Tasks to complete:
1: From the article on B.C.'s COVID-19 care framework, quote the passage from "It’s not a choice" up to and including "announced the plans.".
2: List every direct quotation that appears in the article on B.C.'s COVID-19 care framework.
3: According to the article on B.C.'s COVID-19 care framework, who is the Provincial Health Officer?

Text provided:
B.C.'s front-line health-care workers preparing for a surge of COVID-19 patients have watched their counterparts in other parts of the world make life-or-death decisions to ration care.
It’s not a choice they will have to make alone, if it comes to that here.
The province has provided a decision-making framework around the allocation of scarce resources such as ventilators, “so that no single individual clinician or a health-care worker will have to make those entirely terrible decisions on their own,” Dr. Bonnie Henry, the Provincial Health Officer, explained last week when she announced the plans.
The ethics framework for decision-making does not provide answers on a case-by-case basis, but it lays out what will guide those decisions, if the pandemic drives demand for care beyond the province’s capacity. “Everyone matters equally but not everyone may be treated the same,” it explains.
In a health-care crisis, the delivery of care and services needs to be fair, the document states, but part of that equation is determining who will benefit the most – if there are not enough ventilators to meet demand, for example. “Those who most need and can derive the greatest benefit from resources ought to be offered resources preferentially,” it says. As vividly seen in hospitals in northern Italy, overwhelmed by COVID patients, that can mean that patients with the highest odds of survival will be given ventilation ahead of older or more sickly patients.

Exercise data:

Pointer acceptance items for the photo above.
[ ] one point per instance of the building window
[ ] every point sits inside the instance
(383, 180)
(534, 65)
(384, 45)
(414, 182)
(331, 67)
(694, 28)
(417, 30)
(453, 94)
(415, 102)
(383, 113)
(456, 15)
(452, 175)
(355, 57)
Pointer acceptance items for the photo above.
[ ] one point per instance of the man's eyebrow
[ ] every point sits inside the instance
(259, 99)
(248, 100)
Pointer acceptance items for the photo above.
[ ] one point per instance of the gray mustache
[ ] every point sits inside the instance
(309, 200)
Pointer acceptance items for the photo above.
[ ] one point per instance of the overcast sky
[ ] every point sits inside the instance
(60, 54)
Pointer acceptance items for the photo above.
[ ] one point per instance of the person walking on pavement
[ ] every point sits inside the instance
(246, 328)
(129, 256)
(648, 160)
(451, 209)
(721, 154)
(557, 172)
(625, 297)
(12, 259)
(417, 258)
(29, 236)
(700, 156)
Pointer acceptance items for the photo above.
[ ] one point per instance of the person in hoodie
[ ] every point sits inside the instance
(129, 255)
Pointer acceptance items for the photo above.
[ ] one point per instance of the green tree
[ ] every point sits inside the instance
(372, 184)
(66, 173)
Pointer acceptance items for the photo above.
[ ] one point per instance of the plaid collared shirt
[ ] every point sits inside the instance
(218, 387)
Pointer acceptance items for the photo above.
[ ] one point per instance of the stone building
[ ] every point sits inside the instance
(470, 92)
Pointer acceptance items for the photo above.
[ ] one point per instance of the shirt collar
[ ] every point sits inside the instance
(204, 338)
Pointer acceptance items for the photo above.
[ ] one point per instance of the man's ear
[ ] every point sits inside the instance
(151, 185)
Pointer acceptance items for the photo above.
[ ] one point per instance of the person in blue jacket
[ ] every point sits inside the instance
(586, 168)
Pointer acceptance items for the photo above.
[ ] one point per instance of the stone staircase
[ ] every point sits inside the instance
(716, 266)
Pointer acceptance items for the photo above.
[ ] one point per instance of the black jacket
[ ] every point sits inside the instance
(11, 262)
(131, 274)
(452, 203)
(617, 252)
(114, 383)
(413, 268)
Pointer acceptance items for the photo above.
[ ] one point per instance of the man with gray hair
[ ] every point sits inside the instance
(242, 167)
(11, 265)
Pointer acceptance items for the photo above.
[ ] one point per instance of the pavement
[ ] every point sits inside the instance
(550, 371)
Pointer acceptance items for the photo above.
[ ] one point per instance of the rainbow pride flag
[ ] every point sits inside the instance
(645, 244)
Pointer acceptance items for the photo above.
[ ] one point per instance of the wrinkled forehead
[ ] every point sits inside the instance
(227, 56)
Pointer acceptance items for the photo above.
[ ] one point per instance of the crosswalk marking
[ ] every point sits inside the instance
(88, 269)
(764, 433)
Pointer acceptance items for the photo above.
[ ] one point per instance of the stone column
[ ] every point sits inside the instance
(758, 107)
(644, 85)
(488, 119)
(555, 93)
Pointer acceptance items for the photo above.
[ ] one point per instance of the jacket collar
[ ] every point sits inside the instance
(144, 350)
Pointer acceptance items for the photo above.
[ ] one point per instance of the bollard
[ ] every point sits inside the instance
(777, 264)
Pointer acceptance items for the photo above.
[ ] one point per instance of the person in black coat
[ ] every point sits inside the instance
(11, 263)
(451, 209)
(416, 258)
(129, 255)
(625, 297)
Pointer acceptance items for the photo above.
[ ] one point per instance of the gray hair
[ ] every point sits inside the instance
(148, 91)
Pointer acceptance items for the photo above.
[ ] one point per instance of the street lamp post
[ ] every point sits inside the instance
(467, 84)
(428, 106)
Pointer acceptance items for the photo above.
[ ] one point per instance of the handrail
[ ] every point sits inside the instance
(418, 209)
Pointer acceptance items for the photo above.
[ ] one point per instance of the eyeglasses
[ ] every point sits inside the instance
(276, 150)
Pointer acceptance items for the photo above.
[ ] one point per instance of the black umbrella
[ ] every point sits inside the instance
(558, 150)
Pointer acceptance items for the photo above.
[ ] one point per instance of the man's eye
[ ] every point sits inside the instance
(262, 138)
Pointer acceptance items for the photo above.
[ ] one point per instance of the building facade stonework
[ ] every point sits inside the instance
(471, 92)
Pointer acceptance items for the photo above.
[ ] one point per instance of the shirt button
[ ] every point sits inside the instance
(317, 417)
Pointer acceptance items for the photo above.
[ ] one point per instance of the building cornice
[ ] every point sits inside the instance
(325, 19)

Outputs for the tasks:
1:
It’s not a choice they will have to make alone, if it comes to that here.
The province has provided a decision-making framework around the allocation of scarce resources such as ventilators, “so that no single individual clinician or a health-care worker will have to make those entirely terrible decisions on their own,” Dr. Bonnie Henry, the Provincial Health Officer, explained last week when she announced the plans.

2:
- "so that no single individual clinician or a health-care worker will have to make those entirely terrible decisions on their own"
- "Everyone matters equally but not everyone may be treated the same"
- "Those who most need and can derive the greatest benefit from resources ought to be offered resources preferentially"

3: Dr. Bonnie Henry is the Provincial Health Officer.